Activity: A verbatim copy of the listing is the expected output.
== Segment start ==
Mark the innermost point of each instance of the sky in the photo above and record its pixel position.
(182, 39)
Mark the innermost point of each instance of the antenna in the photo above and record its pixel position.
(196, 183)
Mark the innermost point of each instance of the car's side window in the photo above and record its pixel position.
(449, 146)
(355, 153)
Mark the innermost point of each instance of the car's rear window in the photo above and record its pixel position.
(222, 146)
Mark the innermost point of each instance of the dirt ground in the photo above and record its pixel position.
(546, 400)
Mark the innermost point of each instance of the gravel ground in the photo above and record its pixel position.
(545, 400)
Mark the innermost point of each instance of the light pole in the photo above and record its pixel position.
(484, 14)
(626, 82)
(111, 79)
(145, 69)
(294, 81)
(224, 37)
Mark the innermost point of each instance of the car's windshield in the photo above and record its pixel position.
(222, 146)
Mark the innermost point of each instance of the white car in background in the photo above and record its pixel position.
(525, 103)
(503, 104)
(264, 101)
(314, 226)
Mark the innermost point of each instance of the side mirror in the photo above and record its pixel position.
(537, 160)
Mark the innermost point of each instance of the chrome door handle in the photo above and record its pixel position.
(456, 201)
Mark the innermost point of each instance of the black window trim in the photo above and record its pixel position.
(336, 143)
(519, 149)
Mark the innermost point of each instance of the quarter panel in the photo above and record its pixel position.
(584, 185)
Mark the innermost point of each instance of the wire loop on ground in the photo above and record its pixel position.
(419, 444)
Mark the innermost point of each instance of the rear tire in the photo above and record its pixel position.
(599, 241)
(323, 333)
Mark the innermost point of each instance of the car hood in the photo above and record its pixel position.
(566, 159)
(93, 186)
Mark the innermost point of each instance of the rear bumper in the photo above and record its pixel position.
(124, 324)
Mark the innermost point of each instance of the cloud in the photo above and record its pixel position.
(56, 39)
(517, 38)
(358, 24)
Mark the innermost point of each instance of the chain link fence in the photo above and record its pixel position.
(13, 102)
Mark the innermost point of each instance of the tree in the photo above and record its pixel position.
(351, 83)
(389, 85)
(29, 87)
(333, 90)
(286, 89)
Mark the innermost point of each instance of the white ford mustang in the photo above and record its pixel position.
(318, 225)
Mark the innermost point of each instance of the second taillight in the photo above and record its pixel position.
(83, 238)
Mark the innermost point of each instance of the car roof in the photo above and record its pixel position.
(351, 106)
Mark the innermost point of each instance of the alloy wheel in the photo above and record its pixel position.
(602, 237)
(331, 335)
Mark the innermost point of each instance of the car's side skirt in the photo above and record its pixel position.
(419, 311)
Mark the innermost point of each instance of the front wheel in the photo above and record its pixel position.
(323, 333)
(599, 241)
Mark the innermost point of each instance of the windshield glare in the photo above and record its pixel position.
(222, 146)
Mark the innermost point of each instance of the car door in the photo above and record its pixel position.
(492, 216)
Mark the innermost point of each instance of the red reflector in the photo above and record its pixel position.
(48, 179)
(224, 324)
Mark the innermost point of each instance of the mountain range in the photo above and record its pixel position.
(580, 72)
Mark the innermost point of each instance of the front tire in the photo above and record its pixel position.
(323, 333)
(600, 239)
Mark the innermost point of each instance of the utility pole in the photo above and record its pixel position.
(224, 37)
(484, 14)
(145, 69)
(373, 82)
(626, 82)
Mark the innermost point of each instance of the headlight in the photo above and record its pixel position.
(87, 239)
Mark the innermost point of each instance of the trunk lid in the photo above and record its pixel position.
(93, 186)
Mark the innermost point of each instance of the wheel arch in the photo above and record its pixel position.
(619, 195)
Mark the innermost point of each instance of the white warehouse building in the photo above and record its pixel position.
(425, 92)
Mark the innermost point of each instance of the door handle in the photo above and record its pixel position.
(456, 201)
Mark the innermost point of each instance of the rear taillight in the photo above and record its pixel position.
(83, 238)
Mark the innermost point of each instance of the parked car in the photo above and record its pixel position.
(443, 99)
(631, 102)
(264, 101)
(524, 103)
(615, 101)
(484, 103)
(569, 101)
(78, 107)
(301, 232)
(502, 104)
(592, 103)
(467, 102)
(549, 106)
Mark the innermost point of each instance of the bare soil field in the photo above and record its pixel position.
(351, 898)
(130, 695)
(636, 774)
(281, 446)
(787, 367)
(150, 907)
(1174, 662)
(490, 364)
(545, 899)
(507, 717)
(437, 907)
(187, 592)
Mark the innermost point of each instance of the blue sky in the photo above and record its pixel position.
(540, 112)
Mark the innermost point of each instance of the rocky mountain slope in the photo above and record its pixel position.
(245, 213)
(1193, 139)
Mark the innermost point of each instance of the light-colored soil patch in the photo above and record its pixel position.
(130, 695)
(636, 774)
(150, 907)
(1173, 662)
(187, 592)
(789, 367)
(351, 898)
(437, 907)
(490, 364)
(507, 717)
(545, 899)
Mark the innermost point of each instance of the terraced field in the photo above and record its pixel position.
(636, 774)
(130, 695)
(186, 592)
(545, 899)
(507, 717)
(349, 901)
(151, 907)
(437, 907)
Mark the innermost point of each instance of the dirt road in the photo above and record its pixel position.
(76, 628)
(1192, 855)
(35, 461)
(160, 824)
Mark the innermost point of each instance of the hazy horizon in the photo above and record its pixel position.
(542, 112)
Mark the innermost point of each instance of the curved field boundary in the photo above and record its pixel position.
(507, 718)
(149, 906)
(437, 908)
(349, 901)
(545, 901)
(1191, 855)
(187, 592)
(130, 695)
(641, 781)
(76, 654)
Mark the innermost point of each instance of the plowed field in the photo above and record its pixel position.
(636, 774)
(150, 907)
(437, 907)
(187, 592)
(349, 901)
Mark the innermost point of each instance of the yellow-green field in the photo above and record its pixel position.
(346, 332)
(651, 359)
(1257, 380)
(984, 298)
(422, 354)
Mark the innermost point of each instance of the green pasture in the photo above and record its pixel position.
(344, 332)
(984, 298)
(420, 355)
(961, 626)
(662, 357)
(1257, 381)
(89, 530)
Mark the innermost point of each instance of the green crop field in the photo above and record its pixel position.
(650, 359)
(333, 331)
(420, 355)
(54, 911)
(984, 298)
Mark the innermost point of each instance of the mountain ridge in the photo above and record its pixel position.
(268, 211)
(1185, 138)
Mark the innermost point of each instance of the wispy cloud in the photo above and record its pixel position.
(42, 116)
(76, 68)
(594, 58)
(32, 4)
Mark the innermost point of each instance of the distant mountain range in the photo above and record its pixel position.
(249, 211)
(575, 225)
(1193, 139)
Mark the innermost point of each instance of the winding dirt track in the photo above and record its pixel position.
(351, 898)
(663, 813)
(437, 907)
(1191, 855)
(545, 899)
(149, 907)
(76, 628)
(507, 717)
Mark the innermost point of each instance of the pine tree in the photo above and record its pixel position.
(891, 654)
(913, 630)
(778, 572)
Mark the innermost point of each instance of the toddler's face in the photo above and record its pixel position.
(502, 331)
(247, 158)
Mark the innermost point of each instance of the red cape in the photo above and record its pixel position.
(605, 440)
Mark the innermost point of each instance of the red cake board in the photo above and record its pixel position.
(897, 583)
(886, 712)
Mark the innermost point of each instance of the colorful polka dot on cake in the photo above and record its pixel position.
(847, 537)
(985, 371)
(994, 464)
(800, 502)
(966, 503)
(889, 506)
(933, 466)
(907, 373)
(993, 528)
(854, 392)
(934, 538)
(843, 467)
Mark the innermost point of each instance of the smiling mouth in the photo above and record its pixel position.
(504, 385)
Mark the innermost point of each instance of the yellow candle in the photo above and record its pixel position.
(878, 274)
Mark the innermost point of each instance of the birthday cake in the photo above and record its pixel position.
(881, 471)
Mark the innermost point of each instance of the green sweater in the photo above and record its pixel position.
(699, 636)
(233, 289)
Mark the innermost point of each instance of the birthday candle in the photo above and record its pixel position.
== Segment end ==
Task answer:
Mark the innermost point of each instance of the sky in the photo above and record its pixel position.
(182, 39)
Mark the innermost point of each instance of the antenna in the photo above and record its pixel position.
(196, 183)
Mark the innermost point of each instance of the car's side window in the photo above and record its pixel position.
(449, 146)
(355, 153)
Mark the innermost point of each instance of the car's rear window in the photo above and record its pixel position.
(222, 146)
Mark the innermost point of each instance of the dirt ground in the photo above and record its pixel position.
(546, 400)
Mark the innermost point of each instance of the gravel ground in the photo above and record its pixel position.
(545, 400)
Mark the innermost point of each instance of the light pole in the photo above and record its pixel position.
(484, 14)
(626, 82)
(111, 79)
(145, 69)
(294, 81)
(224, 37)
Mark the innermost point of each instance of the car's windshield in the photo above and record its pixel position.
(222, 146)
Mark the innermost point of each instance of the white car in background in the photo above and record its pixel position.
(525, 103)
(503, 104)
(264, 101)
(314, 226)
Mark the innermost point of each instance of the side mirror in the photo above and record its pixel position.
(537, 160)
Mark the innermost point of each instance of the chrome door handle in the photo above and record its pixel position.
(456, 201)
Mark the innermost point of each instance of the black window trim in the photo above and record its pixel position.
(336, 143)
(519, 149)
Mark the innermost point of each instance of the quarter panel in the photo above and record its pixel position.
(584, 185)
Mark the innermost point of each instance of the wire loop on ground in the photo above and record its pixel position.
(419, 444)
Mark the innermost point of each instance of the rear tire in the photo above and record its pixel position.
(599, 241)
(323, 333)
Mark the innermost point of each instance of the car hood in the photo above and record its pixel position.
(566, 159)
(93, 186)
Mark the innermost point of each instance of the rear bumper in the photo above and record its pixel position.
(124, 324)
Mark the innermost point of each instance of the cloud in the photo above and record its pixel position.
(56, 39)
(517, 38)
(358, 24)
Mark the innermost point of each instance of the chain link fence in the photo above and record its pixel position.
(13, 102)
Mark the innermost point of each instance of the tree in the photo above and record its pixel position.
(351, 83)
(389, 85)
(29, 87)
(333, 90)
(286, 89)
Mark the innermost point of each instance of the white ford mustang in the photo above and record its pixel position.
(318, 225)
Mark the innermost point of each instance of the second taillight in the photo above and record its pixel position.
(83, 238)
Mark the innermost point of each instance of the car roof in the photo above and record its pixel position.
(351, 106)
Mark the innermost point of each instance of the alloy wheel in the photo above and record its pixel position.
(602, 237)
(331, 335)
Mark the innermost point of each instance of the car's side skirt in the photo above and record its pixel position.
(419, 311)
Mark the innermost point of each instance of the front wheel in the photo above and record its pixel position.
(323, 333)
(599, 241)
Mark the innermost point of each instance of the windshield glare in the photo above and record its pixel position.
(222, 146)
Mark the innermost point of each instance of the car door in the photo above and record its pixel position.
(492, 216)
Mark the innermost point of each instance of the red reflector in the photo above and record its pixel position.
(48, 179)
(224, 324)
Mark the innermost point of each instance of the mountain range in the photo above and record its pixel position.
(580, 72)
Mark the innermost point of each instance of the front tire in the photo above and record its pixel position.
(323, 333)
(600, 239)
Mark the innermost point of each instance of the utility pole in the photo above and record its pixel position.
(224, 37)
(484, 14)
(145, 69)
(373, 82)
(626, 82)
Mark the innermost point of each instance of the headlight in the photo above and record its pixel position.
(87, 239)
Mark the innermost point of each instance of the trunk lid in the photo above and record its pixel position.
(93, 186)
Mark the innermost point of each instance of the wheel arch in the photo above and record its pixel position.
(619, 195)
Mark the innermost point of each instance of the white warehouse building in the photo above and record its pixel position.
(425, 92)
Mark the innermost point of each instance of the door handle in the photo above and record its pixel position.
(456, 201)
Mark the innermost point of each instance of the rear taillight in the photo above and record its pixel position.
(83, 238)
Mark the innermost point of each instance of the parked car in the photo above and record its pixel position.
(443, 99)
(631, 102)
(264, 101)
(524, 103)
(615, 101)
(484, 103)
(569, 101)
(78, 107)
(301, 232)
(502, 104)
(592, 103)
(467, 102)
(549, 106)
Mark the innermost point of each instance of the bare soil field in the photo above and record its pixel position.
(351, 898)
(130, 695)
(636, 774)
(281, 446)
(787, 367)
(150, 907)
(1174, 662)
(490, 364)
(545, 899)
(507, 717)
(437, 907)
(187, 592)
Mark the innermost point of each instance of the blue sky in the photo above and record its pixel position.
(540, 112)
Mark the innermost point of each instance of the rocky mountain slope in the photo above and record its pixel position.
(245, 213)
(1193, 139)
Mark the innermost point of each instance of the light-colored soil patch in the photo above and record its pixel position.
(130, 695)
(636, 774)
(150, 907)
(1173, 662)
(187, 592)
(789, 367)
(351, 898)
(437, 907)
(490, 364)
(507, 717)
(545, 899)
Mark the innermost point of each instance of the terraced field in the photo above and record its pixel position.
(636, 774)
(130, 695)
(186, 592)
(545, 899)
(507, 717)
(349, 901)
(151, 907)
(437, 907)
Mark the innermost point of each instance of the dirt road in the photo above and record its pixel position.
(76, 628)
(1192, 855)
(35, 461)
(160, 824)
Mark the innermost point of each instance of the hazy horizon in the photo above and record its pixel position.
(542, 112)
Mark the innermost point of each instance of the curved field boundary in the photo above and record its pixel position.
(507, 718)
(149, 906)
(437, 908)
(349, 901)
(545, 901)
(1191, 855)
(187, 592)
(130, 695)
(641, 781)
(76, 654)
Mark the innermost point of each instance of the plowed field in the photo above and record its pixel position.
(636, 774)
(150, 907)
(437, 907)
(187, 592)
(349, 901)
Mark the innermost point of each instance of the yellow-green field in the photo above and record its pixel position.
(346, 332)
(651, 359)
(1257, 380)
(984, 298)
(422, 354)
Mark the innermost point of each instance of the green pasture in the photo above and record its pixel position.
(344, 332)
(984, 298)
(420, 355)
(961, 626)
(662, 357)
(1257, 381)
(89, 530)
Mark the innermost point of each instance of the green crop field in the photo above and record its pixel position.
(650, 359)
(333, 331)
(420, 355)
(54, 911)
(984, 298)
Mark the innermost point of each instance of the mountain ridge in the photo above and record its pixel position.
(268, 211)
(1185, 138)
Mark the innermost point of each instance of the wispy cloud in the photo above and record its pixel position.
(42, 116)
(76, 68)
(594, 58)
(32, 4)
Mark the innermost point of each instance of the distant mountain range in the photo above and record its pixel position.
(249, 211)
(575, 225)
(1193, 139)
Mark the innermost point of each instance of the winding dirt track in the photo above and record its pixel position.
(351, 898)
(663, 813)
(437, 907)
(1191, 855)
(545, 899)
(149, 907)
(76, 628)
(507, 717)
Mark the innermost point of each instance of the pine tree in the photo above and record its pixel position.
(891, 654)
(913, 630)
(778, 572)
Mark the innermost point of each instance of the toddler's face in the photo above and record its pixel position.
(502, 331)
(247, 158)
Mark the innermost point of each instance of the red cape in the photo above and record its pixel position.
(605, 440)
Mark the innermost point of each instance of the red cake board in the photo above and record its pixel position.
(897, 583)
(886, 712)
Mark the innermost point of each instance of the colorful polka dot on cake in the photo above and record its pixel position.
(847, 537)
(985, 371)
(994, 464)
(800, 502)
(966, 503)
(889, 506)
(933, 466)
(907, 373)
(993, 528)
(854, 392)
(934, 538)
(843, 467)
Mark the innermost point of each instance of the smiling mouth in the photo above and record its pixel position.
(504, 385)
Mark the innermost point of each instance of the yellow candle in the photo above and record its pixel position.
(878, 274)
Mark the innermost point of each instance of the birthday cake in the photo above and record its pixel position.
(881, 471)
Mark the innermost point of each instance of the green sweater in the photo above and record its pixel position.
(699, 636)
(233, 289)
Mark the innermost point of each instance of the birthday candle in the photo above and record its pixel position.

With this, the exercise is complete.